> **The task**: Nothing other than an exact copy of the records should be returned.

> **Supplied material**:
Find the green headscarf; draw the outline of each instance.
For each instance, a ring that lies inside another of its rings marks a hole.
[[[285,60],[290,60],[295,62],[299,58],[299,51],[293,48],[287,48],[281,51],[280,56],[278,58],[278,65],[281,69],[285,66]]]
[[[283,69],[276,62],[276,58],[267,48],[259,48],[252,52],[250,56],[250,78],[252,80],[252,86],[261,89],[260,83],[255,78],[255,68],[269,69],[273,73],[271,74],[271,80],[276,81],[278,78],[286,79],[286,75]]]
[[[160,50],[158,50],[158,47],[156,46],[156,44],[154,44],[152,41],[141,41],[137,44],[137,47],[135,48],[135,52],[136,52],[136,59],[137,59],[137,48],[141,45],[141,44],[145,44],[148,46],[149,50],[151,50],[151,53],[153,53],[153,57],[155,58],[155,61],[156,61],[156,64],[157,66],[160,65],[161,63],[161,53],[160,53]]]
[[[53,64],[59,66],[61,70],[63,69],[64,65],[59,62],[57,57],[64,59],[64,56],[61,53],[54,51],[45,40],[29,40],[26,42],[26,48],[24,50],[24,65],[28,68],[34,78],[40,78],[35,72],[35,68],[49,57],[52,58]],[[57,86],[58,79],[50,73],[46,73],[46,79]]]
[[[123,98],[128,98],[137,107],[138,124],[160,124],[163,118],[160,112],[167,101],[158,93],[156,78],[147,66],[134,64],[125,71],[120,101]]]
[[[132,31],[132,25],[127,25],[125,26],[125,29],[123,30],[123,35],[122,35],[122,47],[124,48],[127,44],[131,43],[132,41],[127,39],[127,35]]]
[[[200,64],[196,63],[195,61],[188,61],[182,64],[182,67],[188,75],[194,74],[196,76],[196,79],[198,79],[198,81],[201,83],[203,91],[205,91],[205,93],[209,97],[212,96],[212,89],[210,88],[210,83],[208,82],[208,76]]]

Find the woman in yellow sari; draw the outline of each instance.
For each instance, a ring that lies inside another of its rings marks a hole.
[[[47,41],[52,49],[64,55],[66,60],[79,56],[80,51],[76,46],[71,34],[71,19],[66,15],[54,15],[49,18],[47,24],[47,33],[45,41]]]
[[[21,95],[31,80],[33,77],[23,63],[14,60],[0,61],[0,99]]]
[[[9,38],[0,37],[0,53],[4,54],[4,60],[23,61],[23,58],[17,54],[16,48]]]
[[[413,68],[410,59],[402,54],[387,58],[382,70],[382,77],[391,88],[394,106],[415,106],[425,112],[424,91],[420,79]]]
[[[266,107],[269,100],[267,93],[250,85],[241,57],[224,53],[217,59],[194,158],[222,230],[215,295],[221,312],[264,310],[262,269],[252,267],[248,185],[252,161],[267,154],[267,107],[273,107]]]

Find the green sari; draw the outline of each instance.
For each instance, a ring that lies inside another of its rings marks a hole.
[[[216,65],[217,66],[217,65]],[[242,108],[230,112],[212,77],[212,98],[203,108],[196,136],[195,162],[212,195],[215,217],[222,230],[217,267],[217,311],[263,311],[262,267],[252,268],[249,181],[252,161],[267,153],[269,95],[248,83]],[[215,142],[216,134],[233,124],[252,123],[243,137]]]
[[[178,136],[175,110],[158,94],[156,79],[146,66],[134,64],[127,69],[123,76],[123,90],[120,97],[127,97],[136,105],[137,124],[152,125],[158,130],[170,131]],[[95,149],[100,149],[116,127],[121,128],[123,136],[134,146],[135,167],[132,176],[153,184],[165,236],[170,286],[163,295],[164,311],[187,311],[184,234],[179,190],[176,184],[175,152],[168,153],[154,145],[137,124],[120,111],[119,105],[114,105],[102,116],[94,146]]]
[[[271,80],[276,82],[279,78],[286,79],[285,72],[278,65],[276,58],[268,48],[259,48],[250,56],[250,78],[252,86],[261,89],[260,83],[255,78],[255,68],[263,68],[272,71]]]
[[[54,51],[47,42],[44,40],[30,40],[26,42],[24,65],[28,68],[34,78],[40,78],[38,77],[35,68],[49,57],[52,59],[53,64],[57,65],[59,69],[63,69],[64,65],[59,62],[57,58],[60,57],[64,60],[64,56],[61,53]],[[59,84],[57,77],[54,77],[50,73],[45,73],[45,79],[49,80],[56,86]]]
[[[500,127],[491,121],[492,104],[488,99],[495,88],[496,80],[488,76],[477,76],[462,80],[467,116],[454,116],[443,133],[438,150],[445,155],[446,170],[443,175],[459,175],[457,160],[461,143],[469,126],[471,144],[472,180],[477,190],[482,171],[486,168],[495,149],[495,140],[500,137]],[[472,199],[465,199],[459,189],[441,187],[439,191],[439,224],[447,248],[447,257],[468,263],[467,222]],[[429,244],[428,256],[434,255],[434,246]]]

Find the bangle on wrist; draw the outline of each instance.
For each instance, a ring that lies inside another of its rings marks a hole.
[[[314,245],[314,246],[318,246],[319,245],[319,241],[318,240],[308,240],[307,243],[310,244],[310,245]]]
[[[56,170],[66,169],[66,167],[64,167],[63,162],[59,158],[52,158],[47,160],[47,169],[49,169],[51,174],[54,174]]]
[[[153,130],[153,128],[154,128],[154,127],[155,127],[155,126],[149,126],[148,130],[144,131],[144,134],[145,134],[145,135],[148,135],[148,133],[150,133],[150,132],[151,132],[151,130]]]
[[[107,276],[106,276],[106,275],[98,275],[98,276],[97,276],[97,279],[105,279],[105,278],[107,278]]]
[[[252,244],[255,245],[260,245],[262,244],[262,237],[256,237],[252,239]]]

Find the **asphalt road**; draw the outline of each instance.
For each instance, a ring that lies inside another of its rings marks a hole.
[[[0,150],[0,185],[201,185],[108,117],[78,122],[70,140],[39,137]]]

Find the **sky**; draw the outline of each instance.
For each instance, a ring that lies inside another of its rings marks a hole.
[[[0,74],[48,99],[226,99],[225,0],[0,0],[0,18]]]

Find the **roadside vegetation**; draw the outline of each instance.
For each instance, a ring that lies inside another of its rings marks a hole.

> **Reply**:
Find the green headscarf; draw the outline of each instance.
For each instance, a ring that lies inside another of its rings marks a hole.
[[[285,60],[290,60],[295,62],[299,58],[299,51],[293,48],[287,48],[281,51],[280,56],[278,58],[278,65],[281,69],[285,66]]]
[[[283,69],[276,62],[276,58],[267,48],[259,48],[252,52],[250,56],[250,78],[252,80],[252,86],[261,89],[260,83],[255,78],[255,68],[269,69],[273,73],[271,74],[271,80],[276,81],[278,78],[286,79],[286,75]]]
[[[160,50],[158,50],[158,47],[156,46],[156,44],[154,44],[152,41],[141,41],[137,44],[137,47],[135,48],[135,52],[136,52],[136,59],[137,59],[137,48],[141,45],[141,44],[145,44],[148,46],[149,50],[151,50],[151,53],[153,53],[153,57],[155,58],[155,61],[156,61],[156,64],[157,66],[160,65],[161,63],[161,53],[160,53]]]
[[[53,64],[59,66],[61,70],[63,69],[64,65],[59,62],[57,57],[64,59],[64,56],[61,53],[54,51],[45,40],[29,40],[26,42],[26,48],[24,50],[24,65],[28,68],[34,78],[40,78],[35,72],[35,68],[49,57],[52,58]],[[57,86],[58,79],[50,73],[46,73],[46,79]]]
[[[123,98],[128,98],[137,107],[138,124],[160,124],[163,118],[160,112],[167,101],[158,93],[156,78],[147,66],[134,64],[125,71],[120,101]]]
[[[132,31],[132,25],[127,25],[125,26],[125,29],[123,30],[123,35],[122,35],[122,47],[124,48],[127,44],[131,43],[132,41],[127,39],[127,35]]]
[[[200,64],[196,63],[195,61],[188,61],[182,64],[182,67],[188,75],[194,74],[196,76],[196,79],[198,79],[198,81],[201,83],[203,91],[205,91],[205,93],[209,97],[212,96],[212,89],[210,88],[210,83],[208,82],[208,76]]]

Find the woman in yellow sari; draw the outline of each instance.
For each instance, a ring that lies inside another of its rings marks a hole.
[[[47,41],[52,49],[64,55],[66,60],[79,56],[80,51],[76,46],[71,34],[71,19],[66,15],[54,15],[49,18],[47,24],[47,33],[45,41]]]
[[[21,95],[31,80],[33,77],[23,63],[14,60],[0,61],[0,99]]]
[[[9,38],[0,37],[0,53],[4,54],[4,60],[23,61],[23,58],[17,54],[16,48]]]
[[[413,68],[410,59],[402,54],[387,58],[382,70],[382,77],[391,88],[394,106],[415,106],[425,112],[424,91],[420,79]]]
[[[266,107],[269,100],[267,93],[250,85],[241,57],[224,53],[217,59],[194,158],[222,230],[215,295],[221,312],[264,310],[262,269],[252,267],[248,185],[252,161],[267,154],[267,107],[273,107]]]

Find the green sari; draw the outline of each instance.
For each instance, a ring that lies inside another of its rings marks a hole.
[[[216,65],[217,66],[217,65]],[[242,108],[230,112],[212,77],[212,98],[203,108],[196,136],[195,162],[212,195],[215,217],[222,230],[217,267],[217,311],[263,311],[262,267],[252,268],[249,181],[252,161],[267,153],[269,95],[248,83]],[[215,142],[216,134],[233,124],[252,123],[243,137]]]
[[[178,136],[175,110],[158,94],[156,79],[146,66],[134,64],[127,69],[123,76],[123,90],[120,97],[127,97],[136,105],[137,124],[152,125],[158,130],[170,131]],[[95,149],[100,149],[116,127],[121,128],[123,136],[134,146],[135,167],[132,176],[153,184],[165,236],[170,286],[163,295],[164,311],[187,311],[184,234],[179,190],[176,184],[175,152],[168,153],[154,145],[137,124],[120,111],[119,105],[114,105],[102,116],[94,146]]]
[[[271,80],[276,82],[279,78],[286,79],[285,72],[278,65],[276,58],[268,48],[259,48],[250,56],[250,78],[252,86],[261,89],[260,83],[255,78],[255,68],[263,68],[272,71]]]
[[[54,51],[47,42],[44,40],[30,40],[26,42],[24,65],[28,68],[34,78],[40,78],[38,77],[35,68],[49,57],[52,59],[53,64],[57,65],[59,69],[63,69],[64,65],[59,62],[57,58],[60,57],[64,60],[64,56],[61,53]],[[59,84],[57,77],[54,77],[50,73],[45,73],[45,79],[49,80],[56,86]]]
[[[500,127],[491,121],[492,104],[488,99],[495,88],[496,80],[488,76],[477,76],[462,80],[467,116],[454,116],[443,133],[438,150],[445,155],[446,170],[443,175],[459,175],[457,160],[461,143],[469,126],[471,144],[472,180],[477,190],[482,171],[486,168],[495,149],[495,140],[500,137]],[[472,199],[465,199],[459,189],[441,187],[439,191],[439,224],[447,248],[447,257],[468,263],[467,222]],[[429,244],[428,256],[434,255],[434,246]]]

Find the bangle on wrist; draw the outline of each instance.
For each instance, a ring that lies inside another of its rings marks a hole.
[[[314,245],[314,246],[318,246],[319,245],[319,241],[318,240],[308,240],[307,243],[310,244],[310,245]]]
[[[56,170],[66,169],[66,167],[64,167],[63,162],[59,158],[52,158],[47,160],[47,169],[49,169],[51,174],[54,174]]]
[[[153,130],[153,128],[154,128],[154,127],[155,127],[155,126],[149,126],[148,130],[144,131],[144,134],[145,134],[145,135],[148,135],[148,133],[150,133],[150,132],[151,132],[151,130]]]
[[[107,276],[106,276],[106,275],[98,275],[98,276],[97,276],[97,279],[105,279],[105,278],[107,278]]]
[[[252,244],[255,245],[260,245],[262,244],[262,237],[256,237],[252,239]]]

Find the **asphalt road**; draw the outline of each instance.
For each instance, a ring that lies inside another of its rings marks a hole.
[[[0,150],[0,185],[201,185],[108,117],[78,122],[70,140],[39,137]]]

Find the **sky**; draw the outline of each instance.
For each instance, a ring that lies inside another of its rings marks a hole.
[[[0,74],[48,99],[226,99],[225,0],[0,0],[0,18]]]

Find the **roadside vegetation**; draw the outline of each instance.
For each instance, a ring that lies inside another of its rings marks a hole.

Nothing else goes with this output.